PAGE TEXT
--------------------------------------------------

Visual Computing Seminar (Spring 2020)
The Visual computing seminar is a weekly seminar series on a variety of topics in the broader area of Visual Computing.
Why: The motivation for creating this seminar is that EPFL has a critical mass of people who are working on subtly related topics in computational photography, computer graphics, geometry processing, human–computer interaction, computer vision and signal processing. Having a weekly point of interaction will provide exposure to interesting work in this area and increase awareness of our shared interests and other commonalities like the use of similar computational tools — think of this as the visual computing edition of the “Know thy neighbor” seminar series.
Who: The target audience are faculty, students and postdocs in the visual computing disciplines, but the seminar is open to anyone and guests are welcomed. There is no need to formally enroll in a course. The format is very flexible and will include 45 minute talks with Q&A, talks by external visitors, as well as shorter presentations. In particular, the seminar is also intended as a way for students to obtain feedback on shorter ~20min talks preceding a presentation at a conference. If you are a student or postdoc in one of the visual computing disciplines, you’ll probably receive email from me soon on scheduling a presentation.
Where and when: every Friday in BC410. Food is served at 11:50, and the actual talk starts at 12:15.
How to be notified: If you want to be kept up to date with announcements, please send me an email and I’ll put you on the list. If you are working in LCAV, CVLAB, IVRL, LGG, LSP, IIG, CHILI, LDM or RGL, you are automatically subscribed to future announcements, so there is nothing you need to do.
You may add the seminar events to Google Calendar (click the '+' button in the bottom-right corner), or download the iCal file.
Title: Computational Design of Metamaterials and Deployable Structures [practice job talk]
Title: Shape Reconstruction by Learning Differentiable Surface Representations
Abstract: Generative models that produce point clouds have emerged as a powerful tool to represent 3D surfaces, and the best current ones rely on learning an ensemble of parametric representations. Unfortunately, they offer no control over the deformations of the surface patches that form the ensemble and thus fail to prevent them from either overlapping or collapsing into single points or lines. As a consequence, computing shape properties such as surface normals and curvatures becomes difficult and unreliable. In this paper, we show that we can exploit the inherent differentiability of deep networks to leverage differential surface properties during training so as to prevent patch collapse and strongly reduce patch overlap. Furthermore, this lets us reliably compute quantities such as surface normals and curvatures. We will demonstrate on several tasks that this yields more accurate surface reconstructions than the state-of-the-art methods in terms of normals estimation and amount of collapsed and overlapped patches.

--------------------------------------------------

DATA IN THIS EXERCISE

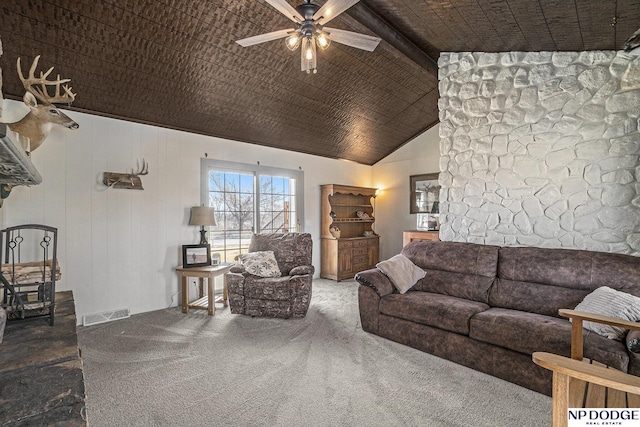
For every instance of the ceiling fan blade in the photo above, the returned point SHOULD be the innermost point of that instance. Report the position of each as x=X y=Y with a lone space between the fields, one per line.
x=331 y=9
x=250 y=41
x=286 y=9
x=357 y=40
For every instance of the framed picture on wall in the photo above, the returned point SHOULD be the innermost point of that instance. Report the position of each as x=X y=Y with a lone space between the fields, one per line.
x=196 y=255
x=425 y=193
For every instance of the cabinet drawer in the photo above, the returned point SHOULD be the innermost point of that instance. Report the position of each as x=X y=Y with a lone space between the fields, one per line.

--------------------------------------------------

PROBLEM 1
According to the seminar page, at what time does the actual talk start each Friday?
PROBLEM 2
Rewrite the records with "innermost" replaced by "most central" wherever it occurs, leaving everything else unchanged. Omit the pictures from your answer.

TASK SOLUTION 1
12:15

TASK SOLUTION 2
For every instance of the ceiling fan blade in the photo above, the returned point SHOULD be the most central point of that instance. Report the position of each as x=X y=Y with a lone space between the fields, one per line.
x=331 y=9
x=250 y=41
x=286 y=9
x=357 y=40
For every instance of the framed picture on wall in the photo above, the returned point SHOULD be the most central point of that instance. Report the position of each as x=X y=Y with a lone space between the fields, one per line.
x=196 y=255
x=425 y=193
For every instance of the cabinet drawer in the photo above, the returned point SHOULD be the most central point of that instance. Report the position of each as x=X y=Y with a lone space between the fields, one per line.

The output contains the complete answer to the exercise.